Position identification records:

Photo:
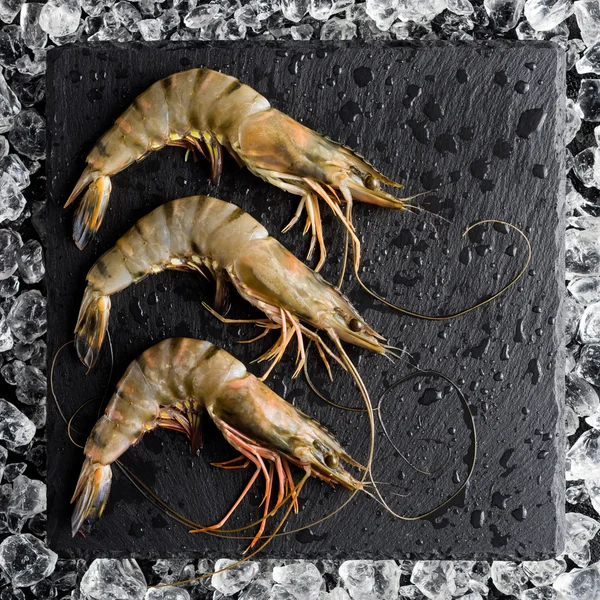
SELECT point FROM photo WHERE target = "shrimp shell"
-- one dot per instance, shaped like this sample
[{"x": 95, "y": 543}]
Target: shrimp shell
[
  {"x": 210, "y": 236},
  {"x": 208, "y": 111},
  {"x": 170, "y": 385}
]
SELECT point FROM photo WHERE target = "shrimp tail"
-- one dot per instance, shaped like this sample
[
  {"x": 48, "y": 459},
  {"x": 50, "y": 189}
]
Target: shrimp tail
[
  {"x": 91, "y": 326},
  {"x": 90, "y": 496},
  {"x": 90, "y": 212}
]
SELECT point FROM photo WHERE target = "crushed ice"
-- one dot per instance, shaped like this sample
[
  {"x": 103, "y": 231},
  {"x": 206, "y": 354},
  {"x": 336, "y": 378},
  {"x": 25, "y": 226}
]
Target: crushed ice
[{"x": 28, "y": 30}]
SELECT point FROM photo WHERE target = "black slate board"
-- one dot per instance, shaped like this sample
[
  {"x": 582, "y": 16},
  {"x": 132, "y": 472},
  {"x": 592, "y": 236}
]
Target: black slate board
[{"x": 426, "y": 115}]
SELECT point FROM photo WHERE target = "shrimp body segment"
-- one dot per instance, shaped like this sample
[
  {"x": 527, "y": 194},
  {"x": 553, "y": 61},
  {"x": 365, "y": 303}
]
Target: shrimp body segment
[
  {"x": 217, "y": 238},
  {"x": 170, "y": 385},
  {"x": 207, "y": 112}
]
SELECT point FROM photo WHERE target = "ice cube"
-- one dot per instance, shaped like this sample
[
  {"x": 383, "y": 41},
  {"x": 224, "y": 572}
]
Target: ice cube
[
  {"x": 28, "y": 135},
  {"x": 324, "y": 9},
  {"x": 113, "y": 579},
  {"x": 15, "y": 428},
  {"x": 150, "y": 29},
  {"x": 337, "y": 593},
  {"x": 461, "y": 7},
  {"x": 571, "y": 421},
  {"x": 31, "y": 262},
  {"x": 127, "y": 15},
  {"x": 31, "y": 385},
  {"x": 9, "y": 106},
  {"x": 294, "y": 10},
  {"x": 301, "y": 579},
  {"x": 587, "y": 13},
  {"x": 13, "y": 471},
  {"x": 579, "y": 584},
  {"x": 3, "y": 457},
  {"x": 370, "y": 579},
  {"x": 202, "y": 16},
  {"x": 508, "y": 577},
  {"x": 9, "y": 287},
  {"x": 302, "y": 32},
  {"x": 26, "y": 560},
  {"x": 233, "y": 580},
  {"x": 60, "y": 17},
  {"x": 33, "y": 35},
  {"x": 589, "y": 326},
  {"x": 541, "y": 593},
  {"x": 576, "y": 493},
  {"x": 590, "y": 61},
  {"x": 544, "y": 572},
  {"x": 10, "y": 242},
  {"x": 12, "y": 201},
  {"x": 167, "y": 593},
  {"x": 14, "y": 166},
  {"x": 579, "y": 530},
  {"x": 383, "y": 12},
  {"x": 278, "y": 592},
  {"x": 435, "y": 578},
  {"x": 582, "y": 255},
  {"x": 588, "y": 100},
  {"x": 27, "y": 317},
  {"x": 574, "y": 49},
  {"x": 338, "y": 29},
  {"x": 586, "y": 290},
  {"x": 585, "y": 165},
  {"x": 588, "y": 365},
  {"x": 28, "y": 497},
  {"x": 581, "y": 396},
  {"x": 420, "y": 10},
  {"x": 505, "y": 14},
  {"x": 573, "y": 122},
  {"x": 583, "y": 458},
  {"x": 259, "y": 589},
  {"x": 544, "y": 15},
  {"x": 9, "y": 9}
]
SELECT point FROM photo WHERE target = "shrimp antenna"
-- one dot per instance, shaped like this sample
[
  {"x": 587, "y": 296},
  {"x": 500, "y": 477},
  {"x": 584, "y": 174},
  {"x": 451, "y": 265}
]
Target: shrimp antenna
[
  {"x": 313, "y": 387},
  {"x": 470, "y": 308},
  {"x": 474, "y": 438}
]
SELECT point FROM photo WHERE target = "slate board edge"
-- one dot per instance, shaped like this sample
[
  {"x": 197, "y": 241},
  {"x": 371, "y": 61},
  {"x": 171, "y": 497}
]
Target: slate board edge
[{"x": 559, "y": 479}]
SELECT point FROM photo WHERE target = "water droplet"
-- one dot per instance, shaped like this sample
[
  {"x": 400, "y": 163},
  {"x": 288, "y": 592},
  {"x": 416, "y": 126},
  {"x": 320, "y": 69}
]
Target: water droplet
[
  {"x": 462, "y": 76},
  {"x": 466, "y": 133},
  {"x": 362, "y": 76},
  {"x": 500, "y": 500},
  {"x": 432, "y": 110},
  {"x": 520, "y": 513},
  {"x": 521, "y": 87},
  {"x": 350, "y": 111},
  {"x": 477, "y": 518},
  {"x": 419, "y": 130},
  {"x": 530, "y": 121},
  {"x": 502, "y": 149},
  {"x": 446, "y": 143},
  {"x": 500, "y": 78},
  {"x": 412, "y": 92}
]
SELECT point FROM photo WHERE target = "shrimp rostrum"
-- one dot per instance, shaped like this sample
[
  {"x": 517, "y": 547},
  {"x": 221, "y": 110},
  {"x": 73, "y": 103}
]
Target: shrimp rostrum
[
  {"x": 218, "y": 239},
  {"x": 207, "y": 112},
  {"x": 170, "y": 385}
]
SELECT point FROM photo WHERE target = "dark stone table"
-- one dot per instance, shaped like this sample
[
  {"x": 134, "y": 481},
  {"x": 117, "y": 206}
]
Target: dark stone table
[{"x": 477, "y": 126}]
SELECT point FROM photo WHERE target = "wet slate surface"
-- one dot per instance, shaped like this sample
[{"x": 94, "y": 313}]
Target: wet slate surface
[{"x": 481, "y": 127}]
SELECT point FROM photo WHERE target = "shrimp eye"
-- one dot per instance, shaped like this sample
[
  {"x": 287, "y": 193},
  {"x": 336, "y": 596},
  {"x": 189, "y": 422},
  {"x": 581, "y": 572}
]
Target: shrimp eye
[
  {"x": 355, "y": 325},
  {"x": 332, "y": 461},
  {"x": 370, "y": 182}
]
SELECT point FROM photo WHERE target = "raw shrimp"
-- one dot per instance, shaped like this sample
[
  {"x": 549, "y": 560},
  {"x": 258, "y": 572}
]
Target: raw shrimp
[
  {"x": 207, "y": 111},
  {"x": 214, "y": 237},
  {"x": 170, "y": 385}
]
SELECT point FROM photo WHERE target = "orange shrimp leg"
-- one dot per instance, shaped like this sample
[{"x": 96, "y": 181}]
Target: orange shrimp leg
[{"x": 229, "y": 464}]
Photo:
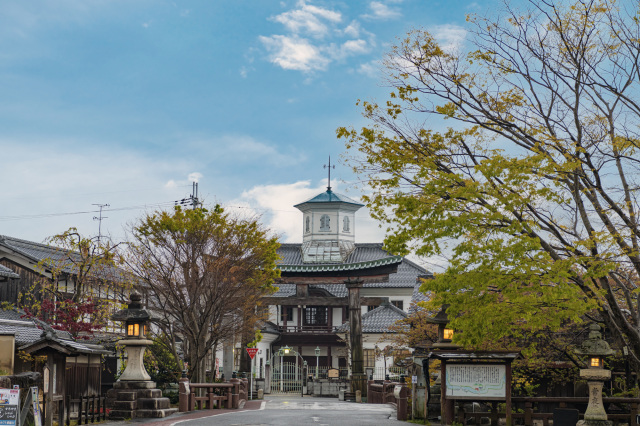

* [Written exercise] Show each line in the items above that contains the string "shell".

* [Response]
SELECT point FROM photo WHERE target = "shrimp shell"
Target: shrimp shell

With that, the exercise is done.